== Given exercise 1 ==
In the passage on the sensitivity analysis function, which method normalizes the elementary indicators?

== Provided text ==
>>>>>

This is the main function for carrying out the sensitivity analysis of the composite indicator. It requires a list of indicator outputs as returned by ind_all(). This list is given to the internal function create_indicator_matrix() for obtaining the data matrix of elementary indicators.

Thereafter, several steps for the sensitivity analysis are performed, as follows.

  1. Elementary indicators are normalised through the 'dichotomisation' method, using several thresholds provided through argument cutoff.

  2. Missing values in the elementary indicators (if any) are managed with both the proposed methods, that is, by replacing missing values with '0' ('not at risk'), or by means of logistic regression models (see internal function manage_missing()).

  3. Vectors of weights are obtained according to all the three proposed ways, that is, equal weights, expert weights and IRT weights (see get_weights()). The last method can require much time, as it depends on the data at hand, which are different every time according to step 1 and 2. Moreover, for weights provided by experts, the user can input a set of own expert weights, using argument expert_weights.

  4. Composite indicator computation. For each target unit, the composite indicator is computed on the basis of each combination of the above methodological choices (steps 1-3), hence \(k \times 2 \times 3\) combinations, where \(k\) is the number of normalisation thresholds (cutoff). In addition, the composite indicator is computed by removing each elementary indicator at a time from the computation. Finally, given \(Q\) elementary indicators, the composite indicator is computed, for each target unit, \(k \times 2 \times 3 \times (Q+1)\) times.

<<<<<

== Given exercise 2 ==
Reproduce every line of the entries below, requests included, with 83 added to each coordinate value in the answers. Leave the pictures out of your answer.

== Data ==
>>>>>

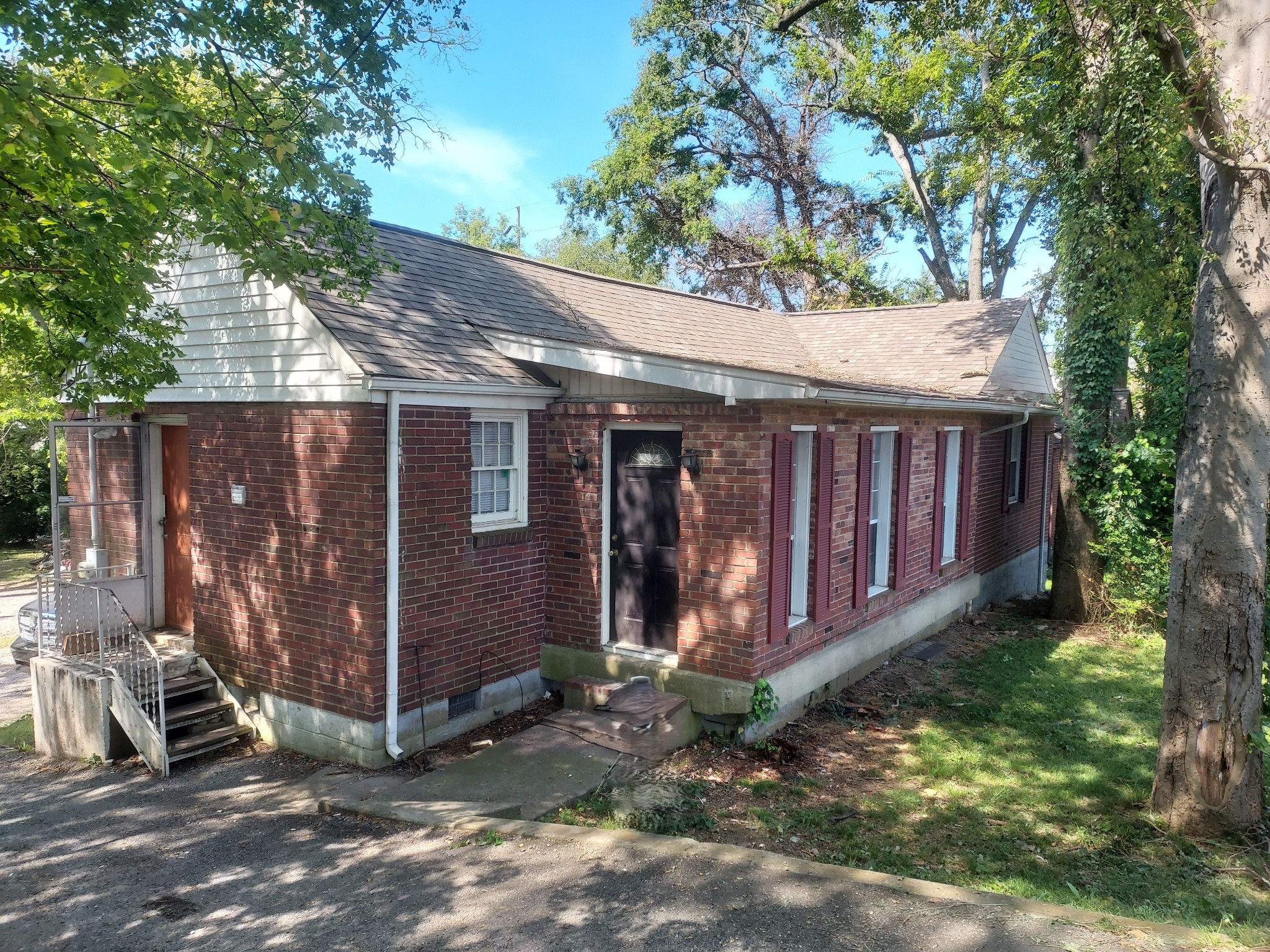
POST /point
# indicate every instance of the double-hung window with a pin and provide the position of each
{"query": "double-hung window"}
(951, 493)
(499, 479)
(801, 526)
(879, 511)
(1014, 465)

<<<<<

== Correct response 1 ==
The 'dichotomisation' method, using several thresholds given through the argument cutoff.

== Correct response 2 ==
POST /point
# indicate every instance of the double-hung window with a pin and provide the position of each
{"query": "double-hung window"}
(1034, 576)
(582, 562)
(884, 609)
(962, 594)
(1097, 548)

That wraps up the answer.